Records drawn from a dataset:
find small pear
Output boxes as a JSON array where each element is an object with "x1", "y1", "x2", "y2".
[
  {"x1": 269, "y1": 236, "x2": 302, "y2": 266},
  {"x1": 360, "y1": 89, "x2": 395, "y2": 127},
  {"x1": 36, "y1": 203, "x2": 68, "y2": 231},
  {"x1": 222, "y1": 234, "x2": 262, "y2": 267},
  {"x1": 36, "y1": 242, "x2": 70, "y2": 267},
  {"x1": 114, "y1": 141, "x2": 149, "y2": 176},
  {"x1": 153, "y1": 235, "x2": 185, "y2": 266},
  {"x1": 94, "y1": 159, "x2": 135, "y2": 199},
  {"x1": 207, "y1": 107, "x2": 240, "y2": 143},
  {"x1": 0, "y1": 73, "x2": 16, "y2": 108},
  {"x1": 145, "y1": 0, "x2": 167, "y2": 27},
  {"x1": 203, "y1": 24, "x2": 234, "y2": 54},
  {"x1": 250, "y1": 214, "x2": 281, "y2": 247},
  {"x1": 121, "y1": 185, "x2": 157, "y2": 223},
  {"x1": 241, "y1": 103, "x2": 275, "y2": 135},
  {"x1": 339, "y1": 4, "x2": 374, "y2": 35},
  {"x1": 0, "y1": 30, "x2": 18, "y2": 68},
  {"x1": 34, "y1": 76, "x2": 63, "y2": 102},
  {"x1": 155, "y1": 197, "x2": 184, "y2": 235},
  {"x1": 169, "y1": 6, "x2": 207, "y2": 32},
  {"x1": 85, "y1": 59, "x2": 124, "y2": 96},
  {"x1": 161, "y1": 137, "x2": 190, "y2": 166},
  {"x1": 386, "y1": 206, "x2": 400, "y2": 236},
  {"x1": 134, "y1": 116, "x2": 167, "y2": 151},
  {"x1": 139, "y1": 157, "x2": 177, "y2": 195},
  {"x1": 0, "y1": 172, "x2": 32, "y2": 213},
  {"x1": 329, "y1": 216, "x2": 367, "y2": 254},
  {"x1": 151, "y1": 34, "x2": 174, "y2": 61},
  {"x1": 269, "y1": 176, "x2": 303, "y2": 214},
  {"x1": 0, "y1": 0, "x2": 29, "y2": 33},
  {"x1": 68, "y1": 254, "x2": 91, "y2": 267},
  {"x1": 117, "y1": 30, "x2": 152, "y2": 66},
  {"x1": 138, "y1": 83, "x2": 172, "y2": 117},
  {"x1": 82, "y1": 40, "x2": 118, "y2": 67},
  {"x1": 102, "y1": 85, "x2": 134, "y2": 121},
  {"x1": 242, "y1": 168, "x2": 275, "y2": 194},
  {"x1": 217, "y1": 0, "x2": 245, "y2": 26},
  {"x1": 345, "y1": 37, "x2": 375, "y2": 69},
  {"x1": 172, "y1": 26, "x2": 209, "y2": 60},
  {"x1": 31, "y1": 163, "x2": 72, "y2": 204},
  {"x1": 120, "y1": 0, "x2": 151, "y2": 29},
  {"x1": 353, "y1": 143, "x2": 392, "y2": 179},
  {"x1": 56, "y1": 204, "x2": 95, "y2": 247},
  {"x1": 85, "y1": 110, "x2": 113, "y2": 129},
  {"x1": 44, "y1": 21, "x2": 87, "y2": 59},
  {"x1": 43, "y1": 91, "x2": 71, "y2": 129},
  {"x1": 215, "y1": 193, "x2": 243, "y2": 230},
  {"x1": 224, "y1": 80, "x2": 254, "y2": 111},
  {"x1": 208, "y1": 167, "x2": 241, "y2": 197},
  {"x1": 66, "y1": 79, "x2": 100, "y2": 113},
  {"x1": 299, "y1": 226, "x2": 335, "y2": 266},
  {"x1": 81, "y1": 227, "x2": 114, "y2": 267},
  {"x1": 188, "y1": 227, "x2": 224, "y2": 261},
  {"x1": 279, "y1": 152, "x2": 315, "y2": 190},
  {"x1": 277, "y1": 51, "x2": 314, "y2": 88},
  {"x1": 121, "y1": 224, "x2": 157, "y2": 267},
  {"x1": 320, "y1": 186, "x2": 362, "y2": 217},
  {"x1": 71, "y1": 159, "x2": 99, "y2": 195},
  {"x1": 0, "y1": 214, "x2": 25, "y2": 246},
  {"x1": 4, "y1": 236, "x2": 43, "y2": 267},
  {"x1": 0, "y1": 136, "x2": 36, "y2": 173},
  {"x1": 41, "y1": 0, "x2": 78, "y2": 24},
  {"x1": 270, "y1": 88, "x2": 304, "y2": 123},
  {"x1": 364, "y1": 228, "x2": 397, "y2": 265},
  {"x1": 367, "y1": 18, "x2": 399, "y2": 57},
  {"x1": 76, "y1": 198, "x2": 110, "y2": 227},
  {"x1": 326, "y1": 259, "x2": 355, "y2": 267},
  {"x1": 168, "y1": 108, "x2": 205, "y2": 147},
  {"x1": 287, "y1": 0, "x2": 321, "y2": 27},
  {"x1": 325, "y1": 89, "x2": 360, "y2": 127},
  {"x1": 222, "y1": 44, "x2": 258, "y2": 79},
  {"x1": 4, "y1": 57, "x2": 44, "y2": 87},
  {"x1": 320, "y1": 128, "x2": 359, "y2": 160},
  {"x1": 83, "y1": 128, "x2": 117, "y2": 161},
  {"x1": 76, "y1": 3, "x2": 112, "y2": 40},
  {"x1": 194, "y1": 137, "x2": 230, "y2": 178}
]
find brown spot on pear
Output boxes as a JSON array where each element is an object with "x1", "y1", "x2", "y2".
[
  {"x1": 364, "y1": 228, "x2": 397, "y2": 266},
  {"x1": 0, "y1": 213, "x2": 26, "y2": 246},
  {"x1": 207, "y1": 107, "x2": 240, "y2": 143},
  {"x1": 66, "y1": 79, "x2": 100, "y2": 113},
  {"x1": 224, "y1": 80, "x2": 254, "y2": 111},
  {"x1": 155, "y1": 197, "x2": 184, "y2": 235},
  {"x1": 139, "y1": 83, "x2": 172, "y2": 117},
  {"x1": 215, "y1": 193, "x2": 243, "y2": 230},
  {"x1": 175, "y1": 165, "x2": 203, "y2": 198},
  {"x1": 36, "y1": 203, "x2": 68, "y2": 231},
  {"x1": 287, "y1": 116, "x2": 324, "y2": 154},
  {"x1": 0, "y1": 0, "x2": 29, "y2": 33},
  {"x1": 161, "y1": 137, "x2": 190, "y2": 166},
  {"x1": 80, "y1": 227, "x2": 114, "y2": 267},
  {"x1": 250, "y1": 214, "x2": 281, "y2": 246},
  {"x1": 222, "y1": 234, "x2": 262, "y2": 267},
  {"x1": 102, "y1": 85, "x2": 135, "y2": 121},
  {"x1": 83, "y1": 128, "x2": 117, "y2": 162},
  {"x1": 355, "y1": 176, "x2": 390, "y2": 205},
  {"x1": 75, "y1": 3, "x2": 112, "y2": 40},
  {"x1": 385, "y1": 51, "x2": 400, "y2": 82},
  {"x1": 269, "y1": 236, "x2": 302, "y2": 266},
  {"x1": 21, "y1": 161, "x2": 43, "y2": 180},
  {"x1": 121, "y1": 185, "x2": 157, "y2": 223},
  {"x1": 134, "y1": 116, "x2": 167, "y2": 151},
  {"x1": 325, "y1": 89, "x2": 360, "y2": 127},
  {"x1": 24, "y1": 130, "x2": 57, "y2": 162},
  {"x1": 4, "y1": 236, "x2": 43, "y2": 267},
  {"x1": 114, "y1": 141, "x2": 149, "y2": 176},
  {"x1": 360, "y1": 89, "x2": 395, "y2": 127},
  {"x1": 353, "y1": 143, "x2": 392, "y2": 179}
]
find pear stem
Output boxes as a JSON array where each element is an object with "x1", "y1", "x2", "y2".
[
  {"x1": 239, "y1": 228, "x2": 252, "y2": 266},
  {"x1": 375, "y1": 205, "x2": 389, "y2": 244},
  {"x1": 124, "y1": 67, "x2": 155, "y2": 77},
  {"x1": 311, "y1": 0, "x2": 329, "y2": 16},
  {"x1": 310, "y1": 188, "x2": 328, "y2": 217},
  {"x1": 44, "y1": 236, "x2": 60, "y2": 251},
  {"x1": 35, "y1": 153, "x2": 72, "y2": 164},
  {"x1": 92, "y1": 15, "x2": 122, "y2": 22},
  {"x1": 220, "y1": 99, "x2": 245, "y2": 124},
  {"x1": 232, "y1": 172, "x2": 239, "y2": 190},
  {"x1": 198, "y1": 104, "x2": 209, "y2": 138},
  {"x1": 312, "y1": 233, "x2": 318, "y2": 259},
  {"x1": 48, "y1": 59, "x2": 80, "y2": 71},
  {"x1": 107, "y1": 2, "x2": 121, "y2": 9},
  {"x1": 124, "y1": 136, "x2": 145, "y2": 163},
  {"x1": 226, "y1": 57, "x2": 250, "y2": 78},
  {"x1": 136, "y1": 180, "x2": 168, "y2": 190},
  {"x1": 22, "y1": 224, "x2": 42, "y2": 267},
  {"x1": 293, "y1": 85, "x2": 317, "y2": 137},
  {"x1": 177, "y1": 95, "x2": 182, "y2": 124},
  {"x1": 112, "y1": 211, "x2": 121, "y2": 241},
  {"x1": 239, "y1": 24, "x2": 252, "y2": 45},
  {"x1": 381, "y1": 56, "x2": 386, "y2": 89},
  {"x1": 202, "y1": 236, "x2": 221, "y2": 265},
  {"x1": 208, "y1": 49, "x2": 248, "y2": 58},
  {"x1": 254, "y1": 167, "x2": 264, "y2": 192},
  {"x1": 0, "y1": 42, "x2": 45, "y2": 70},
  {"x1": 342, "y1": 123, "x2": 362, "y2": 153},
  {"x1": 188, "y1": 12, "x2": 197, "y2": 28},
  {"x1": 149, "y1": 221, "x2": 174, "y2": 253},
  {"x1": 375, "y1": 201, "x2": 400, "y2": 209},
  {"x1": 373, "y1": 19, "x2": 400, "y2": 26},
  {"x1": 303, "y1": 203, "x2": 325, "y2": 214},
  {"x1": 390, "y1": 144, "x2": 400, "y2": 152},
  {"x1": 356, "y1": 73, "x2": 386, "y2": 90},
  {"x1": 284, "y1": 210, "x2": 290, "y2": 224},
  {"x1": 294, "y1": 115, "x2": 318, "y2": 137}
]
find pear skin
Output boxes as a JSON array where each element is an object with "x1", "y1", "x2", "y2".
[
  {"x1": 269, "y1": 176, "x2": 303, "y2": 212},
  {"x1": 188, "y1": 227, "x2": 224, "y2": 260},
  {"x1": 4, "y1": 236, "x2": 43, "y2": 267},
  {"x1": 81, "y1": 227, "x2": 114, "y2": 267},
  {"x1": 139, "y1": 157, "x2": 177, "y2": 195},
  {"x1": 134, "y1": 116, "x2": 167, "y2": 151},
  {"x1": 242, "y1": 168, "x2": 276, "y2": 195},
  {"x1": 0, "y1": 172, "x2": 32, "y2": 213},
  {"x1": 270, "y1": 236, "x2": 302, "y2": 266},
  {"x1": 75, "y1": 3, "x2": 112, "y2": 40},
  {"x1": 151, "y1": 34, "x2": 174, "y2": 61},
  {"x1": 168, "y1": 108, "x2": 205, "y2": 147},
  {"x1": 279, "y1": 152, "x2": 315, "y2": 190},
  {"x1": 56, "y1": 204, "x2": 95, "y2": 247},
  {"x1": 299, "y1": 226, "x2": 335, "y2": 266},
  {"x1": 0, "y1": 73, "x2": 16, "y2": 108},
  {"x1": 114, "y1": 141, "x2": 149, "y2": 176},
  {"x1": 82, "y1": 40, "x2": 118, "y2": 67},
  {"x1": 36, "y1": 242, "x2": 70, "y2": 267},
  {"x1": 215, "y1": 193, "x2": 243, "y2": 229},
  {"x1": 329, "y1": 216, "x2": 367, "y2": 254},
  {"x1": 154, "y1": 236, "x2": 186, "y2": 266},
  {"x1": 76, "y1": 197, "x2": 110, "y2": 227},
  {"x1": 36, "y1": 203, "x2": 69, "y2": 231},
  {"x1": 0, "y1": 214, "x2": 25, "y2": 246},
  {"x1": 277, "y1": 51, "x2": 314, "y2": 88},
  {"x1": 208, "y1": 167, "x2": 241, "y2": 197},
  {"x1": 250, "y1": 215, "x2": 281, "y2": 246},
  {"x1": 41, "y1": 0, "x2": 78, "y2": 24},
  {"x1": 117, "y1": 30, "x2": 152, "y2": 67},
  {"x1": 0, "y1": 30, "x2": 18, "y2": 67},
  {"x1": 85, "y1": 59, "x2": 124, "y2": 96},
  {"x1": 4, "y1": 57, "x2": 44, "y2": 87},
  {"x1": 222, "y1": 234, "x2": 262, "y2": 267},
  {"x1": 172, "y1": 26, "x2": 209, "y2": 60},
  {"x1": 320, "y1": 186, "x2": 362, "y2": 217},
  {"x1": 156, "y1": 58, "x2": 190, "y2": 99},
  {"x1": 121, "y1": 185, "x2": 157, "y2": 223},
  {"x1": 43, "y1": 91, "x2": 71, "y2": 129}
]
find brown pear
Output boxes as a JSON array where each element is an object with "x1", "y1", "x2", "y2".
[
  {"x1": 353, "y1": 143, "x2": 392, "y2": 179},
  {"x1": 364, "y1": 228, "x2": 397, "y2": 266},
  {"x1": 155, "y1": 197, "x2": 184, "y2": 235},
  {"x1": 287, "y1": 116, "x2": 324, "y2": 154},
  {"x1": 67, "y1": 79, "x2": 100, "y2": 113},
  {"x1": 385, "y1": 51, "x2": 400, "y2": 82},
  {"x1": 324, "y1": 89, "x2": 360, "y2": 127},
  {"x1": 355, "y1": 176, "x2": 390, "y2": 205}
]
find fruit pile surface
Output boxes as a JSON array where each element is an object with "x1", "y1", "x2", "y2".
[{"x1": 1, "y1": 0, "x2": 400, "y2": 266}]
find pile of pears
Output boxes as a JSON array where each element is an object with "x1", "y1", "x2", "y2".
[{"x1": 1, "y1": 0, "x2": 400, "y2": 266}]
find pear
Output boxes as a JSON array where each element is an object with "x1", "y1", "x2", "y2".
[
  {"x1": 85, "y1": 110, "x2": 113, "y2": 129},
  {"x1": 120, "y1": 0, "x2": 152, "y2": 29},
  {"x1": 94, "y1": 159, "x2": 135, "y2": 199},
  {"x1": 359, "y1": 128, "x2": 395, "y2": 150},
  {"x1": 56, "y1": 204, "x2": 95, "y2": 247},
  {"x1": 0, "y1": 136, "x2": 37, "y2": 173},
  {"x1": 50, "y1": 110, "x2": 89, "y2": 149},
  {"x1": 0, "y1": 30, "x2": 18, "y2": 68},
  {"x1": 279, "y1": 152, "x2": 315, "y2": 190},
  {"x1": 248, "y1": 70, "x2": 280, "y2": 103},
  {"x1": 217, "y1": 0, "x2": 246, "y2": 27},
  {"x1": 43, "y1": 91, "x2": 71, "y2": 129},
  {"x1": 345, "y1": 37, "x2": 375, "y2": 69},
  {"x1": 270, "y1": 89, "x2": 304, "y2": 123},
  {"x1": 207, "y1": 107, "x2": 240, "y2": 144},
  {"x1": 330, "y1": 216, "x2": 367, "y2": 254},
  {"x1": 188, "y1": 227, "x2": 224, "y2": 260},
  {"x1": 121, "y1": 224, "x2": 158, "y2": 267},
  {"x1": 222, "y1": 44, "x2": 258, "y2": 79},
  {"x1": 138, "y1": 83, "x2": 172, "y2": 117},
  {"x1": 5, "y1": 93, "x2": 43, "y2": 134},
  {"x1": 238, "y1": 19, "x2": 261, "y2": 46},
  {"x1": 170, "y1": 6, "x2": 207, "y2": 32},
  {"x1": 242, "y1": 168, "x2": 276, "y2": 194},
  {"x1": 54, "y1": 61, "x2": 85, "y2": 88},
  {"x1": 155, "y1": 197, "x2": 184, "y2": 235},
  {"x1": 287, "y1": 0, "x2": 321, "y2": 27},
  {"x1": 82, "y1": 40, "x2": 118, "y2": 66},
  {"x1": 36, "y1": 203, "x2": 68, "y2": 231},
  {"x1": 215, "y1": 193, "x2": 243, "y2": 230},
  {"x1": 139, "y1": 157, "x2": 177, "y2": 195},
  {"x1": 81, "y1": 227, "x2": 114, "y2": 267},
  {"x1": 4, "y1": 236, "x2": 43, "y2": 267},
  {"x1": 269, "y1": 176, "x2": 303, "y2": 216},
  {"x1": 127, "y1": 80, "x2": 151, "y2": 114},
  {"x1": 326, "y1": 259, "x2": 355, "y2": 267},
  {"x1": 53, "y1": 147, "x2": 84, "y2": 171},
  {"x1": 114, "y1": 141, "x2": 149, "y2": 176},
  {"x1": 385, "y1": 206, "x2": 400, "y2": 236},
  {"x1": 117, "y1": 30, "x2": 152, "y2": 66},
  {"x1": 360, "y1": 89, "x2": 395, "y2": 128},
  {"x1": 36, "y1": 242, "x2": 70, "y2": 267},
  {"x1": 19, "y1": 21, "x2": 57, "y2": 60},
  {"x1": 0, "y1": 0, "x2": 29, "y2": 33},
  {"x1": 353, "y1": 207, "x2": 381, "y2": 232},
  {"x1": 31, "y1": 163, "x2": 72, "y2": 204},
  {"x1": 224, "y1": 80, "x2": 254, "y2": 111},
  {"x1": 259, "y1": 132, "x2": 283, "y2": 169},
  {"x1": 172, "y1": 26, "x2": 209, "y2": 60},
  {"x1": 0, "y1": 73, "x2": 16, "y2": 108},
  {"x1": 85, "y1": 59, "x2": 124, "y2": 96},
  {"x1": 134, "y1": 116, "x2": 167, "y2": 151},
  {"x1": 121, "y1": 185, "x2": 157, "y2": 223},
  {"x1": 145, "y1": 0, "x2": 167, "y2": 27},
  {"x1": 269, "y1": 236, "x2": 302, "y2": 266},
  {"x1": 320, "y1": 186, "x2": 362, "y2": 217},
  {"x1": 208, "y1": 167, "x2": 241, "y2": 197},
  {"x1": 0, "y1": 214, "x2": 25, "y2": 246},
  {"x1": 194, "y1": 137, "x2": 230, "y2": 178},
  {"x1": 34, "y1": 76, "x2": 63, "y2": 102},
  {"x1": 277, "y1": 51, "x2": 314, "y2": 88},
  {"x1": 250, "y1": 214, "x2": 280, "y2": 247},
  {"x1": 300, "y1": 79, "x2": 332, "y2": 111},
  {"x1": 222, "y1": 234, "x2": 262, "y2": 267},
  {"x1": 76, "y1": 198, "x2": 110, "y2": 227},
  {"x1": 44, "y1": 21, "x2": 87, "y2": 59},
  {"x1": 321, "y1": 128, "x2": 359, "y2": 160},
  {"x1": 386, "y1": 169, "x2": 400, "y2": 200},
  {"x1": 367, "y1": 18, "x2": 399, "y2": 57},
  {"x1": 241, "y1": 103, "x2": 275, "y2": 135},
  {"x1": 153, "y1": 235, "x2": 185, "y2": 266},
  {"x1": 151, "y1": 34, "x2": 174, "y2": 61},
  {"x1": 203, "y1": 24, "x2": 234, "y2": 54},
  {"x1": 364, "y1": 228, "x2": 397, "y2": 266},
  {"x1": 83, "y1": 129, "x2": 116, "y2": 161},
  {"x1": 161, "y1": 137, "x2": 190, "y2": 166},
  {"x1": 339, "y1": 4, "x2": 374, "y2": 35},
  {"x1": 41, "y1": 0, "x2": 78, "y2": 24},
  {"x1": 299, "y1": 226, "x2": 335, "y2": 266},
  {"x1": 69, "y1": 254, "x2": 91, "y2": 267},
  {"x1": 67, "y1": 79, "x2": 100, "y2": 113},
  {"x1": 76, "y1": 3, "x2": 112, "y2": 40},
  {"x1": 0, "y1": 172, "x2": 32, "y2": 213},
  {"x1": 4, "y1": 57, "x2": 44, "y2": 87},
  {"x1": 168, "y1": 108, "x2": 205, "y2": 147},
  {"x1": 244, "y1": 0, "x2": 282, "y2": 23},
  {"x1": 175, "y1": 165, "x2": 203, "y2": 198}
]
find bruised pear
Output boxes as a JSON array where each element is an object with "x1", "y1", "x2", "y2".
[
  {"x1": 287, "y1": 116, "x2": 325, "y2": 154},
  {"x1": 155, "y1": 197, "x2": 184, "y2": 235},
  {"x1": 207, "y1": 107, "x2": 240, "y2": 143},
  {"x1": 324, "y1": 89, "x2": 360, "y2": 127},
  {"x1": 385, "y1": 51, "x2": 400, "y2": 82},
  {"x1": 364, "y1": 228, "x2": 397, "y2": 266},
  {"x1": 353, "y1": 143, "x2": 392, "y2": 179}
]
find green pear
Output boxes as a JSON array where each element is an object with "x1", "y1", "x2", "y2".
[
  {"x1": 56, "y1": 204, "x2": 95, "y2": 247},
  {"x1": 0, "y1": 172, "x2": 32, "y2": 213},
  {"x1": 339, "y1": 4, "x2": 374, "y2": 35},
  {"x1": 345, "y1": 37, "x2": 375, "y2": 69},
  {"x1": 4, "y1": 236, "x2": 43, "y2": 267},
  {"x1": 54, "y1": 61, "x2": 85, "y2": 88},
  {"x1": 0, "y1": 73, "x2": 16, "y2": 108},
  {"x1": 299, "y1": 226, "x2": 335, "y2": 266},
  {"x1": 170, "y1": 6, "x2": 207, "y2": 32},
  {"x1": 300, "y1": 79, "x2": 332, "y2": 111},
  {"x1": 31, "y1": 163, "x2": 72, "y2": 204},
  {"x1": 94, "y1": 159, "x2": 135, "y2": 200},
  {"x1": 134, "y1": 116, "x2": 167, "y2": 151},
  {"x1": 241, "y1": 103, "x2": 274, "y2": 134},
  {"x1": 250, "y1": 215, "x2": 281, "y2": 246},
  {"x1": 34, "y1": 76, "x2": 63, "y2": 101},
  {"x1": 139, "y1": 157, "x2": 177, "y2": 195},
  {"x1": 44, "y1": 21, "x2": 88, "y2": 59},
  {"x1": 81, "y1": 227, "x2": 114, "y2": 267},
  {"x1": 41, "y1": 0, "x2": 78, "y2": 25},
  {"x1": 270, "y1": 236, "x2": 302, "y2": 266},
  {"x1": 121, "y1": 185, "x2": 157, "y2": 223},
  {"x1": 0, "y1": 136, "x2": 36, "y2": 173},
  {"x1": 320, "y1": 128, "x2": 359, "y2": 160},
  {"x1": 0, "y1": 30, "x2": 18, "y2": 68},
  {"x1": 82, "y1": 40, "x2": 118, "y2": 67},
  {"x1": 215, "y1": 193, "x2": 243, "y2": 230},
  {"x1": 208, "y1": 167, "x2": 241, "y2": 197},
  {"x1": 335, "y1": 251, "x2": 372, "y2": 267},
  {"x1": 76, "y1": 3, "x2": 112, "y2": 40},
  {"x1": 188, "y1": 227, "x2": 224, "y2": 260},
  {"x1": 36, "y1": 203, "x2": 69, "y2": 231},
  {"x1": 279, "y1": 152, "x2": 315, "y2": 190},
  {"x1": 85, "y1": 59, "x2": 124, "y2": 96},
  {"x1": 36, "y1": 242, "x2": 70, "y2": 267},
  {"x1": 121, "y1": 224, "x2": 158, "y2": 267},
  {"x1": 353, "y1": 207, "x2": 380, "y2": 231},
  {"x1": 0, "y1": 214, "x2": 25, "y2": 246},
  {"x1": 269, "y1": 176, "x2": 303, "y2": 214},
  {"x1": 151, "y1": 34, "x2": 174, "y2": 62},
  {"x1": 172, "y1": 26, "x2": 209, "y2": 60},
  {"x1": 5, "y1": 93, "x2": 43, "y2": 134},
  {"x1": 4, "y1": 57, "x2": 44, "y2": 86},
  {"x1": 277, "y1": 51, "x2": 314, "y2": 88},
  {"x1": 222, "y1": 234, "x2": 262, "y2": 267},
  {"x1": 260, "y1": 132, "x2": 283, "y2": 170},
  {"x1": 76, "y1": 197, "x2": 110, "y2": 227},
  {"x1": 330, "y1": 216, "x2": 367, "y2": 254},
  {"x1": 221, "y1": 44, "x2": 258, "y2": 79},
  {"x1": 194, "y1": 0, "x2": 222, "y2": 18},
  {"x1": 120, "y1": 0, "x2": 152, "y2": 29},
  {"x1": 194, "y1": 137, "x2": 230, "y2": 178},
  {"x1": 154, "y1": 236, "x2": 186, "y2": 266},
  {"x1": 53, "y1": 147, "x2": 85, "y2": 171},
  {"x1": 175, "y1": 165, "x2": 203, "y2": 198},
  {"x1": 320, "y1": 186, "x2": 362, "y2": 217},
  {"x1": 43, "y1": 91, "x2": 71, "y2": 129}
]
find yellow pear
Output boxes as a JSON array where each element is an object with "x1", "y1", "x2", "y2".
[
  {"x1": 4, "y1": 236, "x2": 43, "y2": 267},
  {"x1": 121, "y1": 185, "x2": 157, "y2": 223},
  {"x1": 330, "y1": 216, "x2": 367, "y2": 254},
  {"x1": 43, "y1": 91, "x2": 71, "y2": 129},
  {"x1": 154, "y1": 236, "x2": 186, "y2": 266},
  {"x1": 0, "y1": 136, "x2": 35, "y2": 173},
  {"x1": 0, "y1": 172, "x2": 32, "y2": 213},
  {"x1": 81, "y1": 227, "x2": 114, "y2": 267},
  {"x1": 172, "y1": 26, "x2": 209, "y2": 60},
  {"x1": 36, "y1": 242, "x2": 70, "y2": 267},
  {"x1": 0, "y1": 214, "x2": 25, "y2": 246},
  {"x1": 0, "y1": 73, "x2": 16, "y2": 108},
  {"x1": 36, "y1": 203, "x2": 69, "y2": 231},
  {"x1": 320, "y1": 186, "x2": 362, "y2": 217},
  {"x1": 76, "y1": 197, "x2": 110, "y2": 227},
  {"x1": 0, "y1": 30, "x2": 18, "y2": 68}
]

- THE PROBLEM: Your task is to restate, word for word, only those lines above that fall between the line holding "find pear skin" and the line holding "find brown pear", inclusive.

- RESULT FOR THIS EXERCISE:
find pear skin
Output boxes as a JSON array where each element is an object with "x1", "y1", "x2", "y2".
[
  {"x1": 269, "y1": 176, "x2": 303, "y2": 212},
  {"x1": 188, "y1": 227, "x2": 224, "y2": 260},
  {"x1": 4, "y1": 236, "x2": 43, "y2": 267},
  {"x1": 81, "y1": 227, "x2": 114, "y2": 267},
  {"x1": 139, "y1": 157, "x2": 177, "y2": 195},
  {"x1": 134, "y1": 116, "x2": 167, "y2": 151},
  {"x1": 242, "y1": 168, "x2": 276, "y2": 195},
  {"x1": 0, "y1": 172, "x2": 32, "y2": 213},
  {"x1": 270, "y1": 236, "x2": 302, "y2": 266},
  {"x1": 75, "y1": 3, "x2": 112, "y2": 40},
  {"x1": 151, "y1": 34, "x2": 174, "y2": 61},
  {"x1": 168, "y1": 108, "x2": 205, "y2": 147},
  {"x1": 279, "y1": 152, "x2": 315, "y2": 190},
  {"x1": 56, "y1": 204, "x2": 95, "y2": 247},
  {"x1": 299, "y1": 226, "x2": 335, "y2": 266},
  {"x1": 0, "y1": 73, "x2": 16, "y2": 108},
  {"x1": 114, "y1": 141, "x2": 149, "y2": 176},
  {"x1": 82, "y1": 40, "x2": 118, "y2": 67},
  {"x1": 36, "y1": 242, "x2": 70, "y2": 267},
  {"x1": 215, "y1": 193, "x2": 243, "y2": 229},
  {"x1": 329, "y1": 216, "x2": 367, "y2": 254},
  {"x1": 154, "y1": 236, "x2": 186, "y2": 266},
  {"x1": 76, "y1": 197, "x2": 110, "y2": 227},
  {"x1": 36, "y1": 203, "x2": 69, "y2": 231},
  {"x1": 0, "y1": 214, "x2": 25, "y2": 246},
  {"x1": 277, "y1": 51, "x2": 314, "y2": 88},
  {"x1": 208, "y1": 167, "x2": 241, "y2": 197},
  {"x1": 250, "y1": 215, "x2": 281, "y2": 246},
  {"x1": 41, "y1": 0, "x2": 78, "y2": 24},
  {"x1": 117, "y1": 30, "x2": 152, "y2": 67},
  {"x1": 0, "y1": 30, "x2": 18, "y2": 67},
  {"x1": 85, "y1": 59, "x2": 124, "y2": 96},
  {"x1": 4, "y1": 57, "x2": 44, "y2": 87},
  {"x1": 222, "y1": 234, "x2": 262, "y2": 267},
  {"x1": 172, "y1": 26, "x2": 209, "y2": 60},
  {"x1": 320, "y1": 186, "x2": 362, "y2": 217},
  {"x1": 156, "y1": 58, "x2": 190, "y2": 99},
  {"x1": 121, "y1": 185, "x2": 157, "y2": 223},
  {"x1": 43, "y1": 91, "x2": 71, "y2": 129}
]
find brown pear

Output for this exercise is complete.